§ **KUTIPAN TEKS**
-- -- --

Contohnya, Yesaya selama tiga tahun harus bepergian keluar rumah tanpa mengenakan jubah luar dan kasut--sehingga dianggap seperti "telanjang" menurut tatakrama budaya pada masa itu--sebagai pertanda bahwa Tuhan akan mempermalukan Mesir dan Etiopia yang menjadi andalan Israel (Yes. 20:1-6). Juga Yeremia disuruh mengenakan gandar kayu dengan tali pengikat pada lehernya sebagai alat peraga saat dia harus berbicara kepada para utusan dari raja-raja kafir yang menghadap raja Israel, Zedekia, untuk mengibaratkan beban yang akan ditanggungkan ke atas mereka melalui raja Babel (Yer. 27:1-7). Yehezkiel pun disuruh membuat miniatur kota Yerusalem dengan pasukan-pasukan musuh mengepung kota itu, dan nabi itu harus tidur pada posisi badan sebelah kiri sambil matanya menatap kepada miniatur tersebut selama 390 hari yang melambangkan 390 tahun hukuman yang akan didatangkan ke atas kota itu (Yeh. 4:1-6).

-- -- --

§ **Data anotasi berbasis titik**
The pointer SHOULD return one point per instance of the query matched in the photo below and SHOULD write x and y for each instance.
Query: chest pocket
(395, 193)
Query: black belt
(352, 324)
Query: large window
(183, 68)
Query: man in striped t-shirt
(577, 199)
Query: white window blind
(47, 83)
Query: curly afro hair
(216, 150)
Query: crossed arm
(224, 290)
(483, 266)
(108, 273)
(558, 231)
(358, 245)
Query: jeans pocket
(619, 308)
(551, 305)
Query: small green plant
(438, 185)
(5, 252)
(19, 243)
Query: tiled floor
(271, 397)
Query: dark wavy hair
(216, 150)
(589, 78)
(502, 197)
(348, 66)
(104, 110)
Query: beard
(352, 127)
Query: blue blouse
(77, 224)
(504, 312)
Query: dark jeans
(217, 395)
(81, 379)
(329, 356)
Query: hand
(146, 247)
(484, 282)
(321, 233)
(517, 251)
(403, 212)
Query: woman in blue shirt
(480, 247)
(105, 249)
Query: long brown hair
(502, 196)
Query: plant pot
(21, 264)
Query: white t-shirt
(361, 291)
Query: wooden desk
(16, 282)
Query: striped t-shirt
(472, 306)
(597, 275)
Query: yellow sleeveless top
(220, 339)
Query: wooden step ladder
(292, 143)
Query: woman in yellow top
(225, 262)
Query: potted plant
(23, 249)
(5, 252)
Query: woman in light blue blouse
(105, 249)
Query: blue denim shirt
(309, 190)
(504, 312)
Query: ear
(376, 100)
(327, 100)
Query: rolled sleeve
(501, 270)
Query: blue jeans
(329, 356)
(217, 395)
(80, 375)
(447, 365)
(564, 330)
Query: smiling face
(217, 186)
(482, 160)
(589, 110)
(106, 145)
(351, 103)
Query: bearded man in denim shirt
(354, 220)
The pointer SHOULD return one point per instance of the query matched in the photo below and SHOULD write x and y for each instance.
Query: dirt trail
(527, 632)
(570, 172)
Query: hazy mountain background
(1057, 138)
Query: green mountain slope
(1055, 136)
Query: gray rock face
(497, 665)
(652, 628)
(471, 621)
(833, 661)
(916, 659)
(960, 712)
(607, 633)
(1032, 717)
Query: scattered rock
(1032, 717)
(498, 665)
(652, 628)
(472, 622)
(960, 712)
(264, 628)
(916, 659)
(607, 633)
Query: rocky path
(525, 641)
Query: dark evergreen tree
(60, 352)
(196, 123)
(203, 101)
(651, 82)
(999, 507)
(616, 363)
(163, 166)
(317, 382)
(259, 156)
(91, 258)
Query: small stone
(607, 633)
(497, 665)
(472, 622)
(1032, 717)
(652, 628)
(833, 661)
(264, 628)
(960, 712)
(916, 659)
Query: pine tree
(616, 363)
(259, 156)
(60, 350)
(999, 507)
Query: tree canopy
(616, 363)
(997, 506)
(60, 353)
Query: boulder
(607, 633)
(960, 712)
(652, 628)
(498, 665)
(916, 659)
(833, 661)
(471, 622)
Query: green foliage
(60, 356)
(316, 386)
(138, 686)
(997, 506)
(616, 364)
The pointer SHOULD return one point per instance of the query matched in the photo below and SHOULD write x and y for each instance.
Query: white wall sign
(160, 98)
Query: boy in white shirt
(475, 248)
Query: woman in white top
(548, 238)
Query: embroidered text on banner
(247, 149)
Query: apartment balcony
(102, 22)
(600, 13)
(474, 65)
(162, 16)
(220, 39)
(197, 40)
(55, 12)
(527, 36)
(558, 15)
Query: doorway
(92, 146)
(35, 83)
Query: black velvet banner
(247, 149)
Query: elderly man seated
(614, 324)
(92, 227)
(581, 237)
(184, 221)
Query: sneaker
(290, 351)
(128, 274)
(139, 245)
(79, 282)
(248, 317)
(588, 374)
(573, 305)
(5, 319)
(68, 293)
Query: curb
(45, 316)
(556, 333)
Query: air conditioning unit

-- -- --

§ **SOAL UNTUK DIKERJAKAN**
1 - Tentukan apakah setiap pernyataan berikut sesuai dengan teks tentang peragaan para nabi di atas. Jawab ya atau tidak, lalu kutip persis kata-kata teks yang menentukan jawabannya.
(a) Yesaya bepergian keluar rumah tanpa jubah luar dan kasut selama tiga tahun.
(b) Yeremia disuruh mengenakan gandar besi pada lehernya.
(c) Yehezkiel harus tidur pada sisi kanan badannya sambil menatap miniatur Yerusalem.
2 - Tuliskan lanjutan teks tentang peragaan para nabi di atas, dimulai setelah kalimat terakhirnya.

§ **JAWABAN SOAL**
1 -
(a) Ya: "Yesaya selama tiga tahun harus bepergian keluar rumah tanpa mengenakan jubah luar dan kasut"
(b) Tidak: "gandar kayu dengan tali pengikat pada lehernya"
(c) Tidak: "tidur pada posisi badan sebelah kiri"

2 -
Pena inspirasi menulis: "Sebagian dari para pemimpin Israel sangat merasa kehilangan gengsi mereka dan berharap bahwa hal ini bisa dipulihkan. Tapi gantinya berbalik dari praktik-praktik yang telah mengakibatkan kelemahan pada kerajaan itu, mereka terus berbuat kelaliman, memuji diri bahwa apabila muncul kesempatan mereka akan meraih kekuasaan politik yang mereka inginkan oleh bersekutu dengan orang kafir...Melalui hamba Tuhan yang muncul di hadapan mezbah di Betel, melalui Elia dan Elisa, melalui Amos dan Hosea, Tuhan telah berulang-ulang menghadapkan kepada sepuluh suku itu kejahatan dari ketidakpatuhan. Tetapi kendati ada teguran dan desakan, Israel terbenam lebih dalam dan semakin merosot dalam kemurtadan" (Ellen G. White, Prophets and Kings, hlm. 281).
Apa yang kita pelajari tentang "perintah aneh" yang harus dijalani nabi Tuhan?
1. Hosea adalah seorang nabi penurut yang diutus kepada umat yang tidak menurut. Dalam kepatuhannya, Hosea rela mengorbankan kebahagiaan dirinya demi tuntutan tugas. Betapa berbeda sikap nabi Tuhan ini dengan banyak hamba Tuhan zaman ini yang menempatkan kesenangan diri di atas pengabdian.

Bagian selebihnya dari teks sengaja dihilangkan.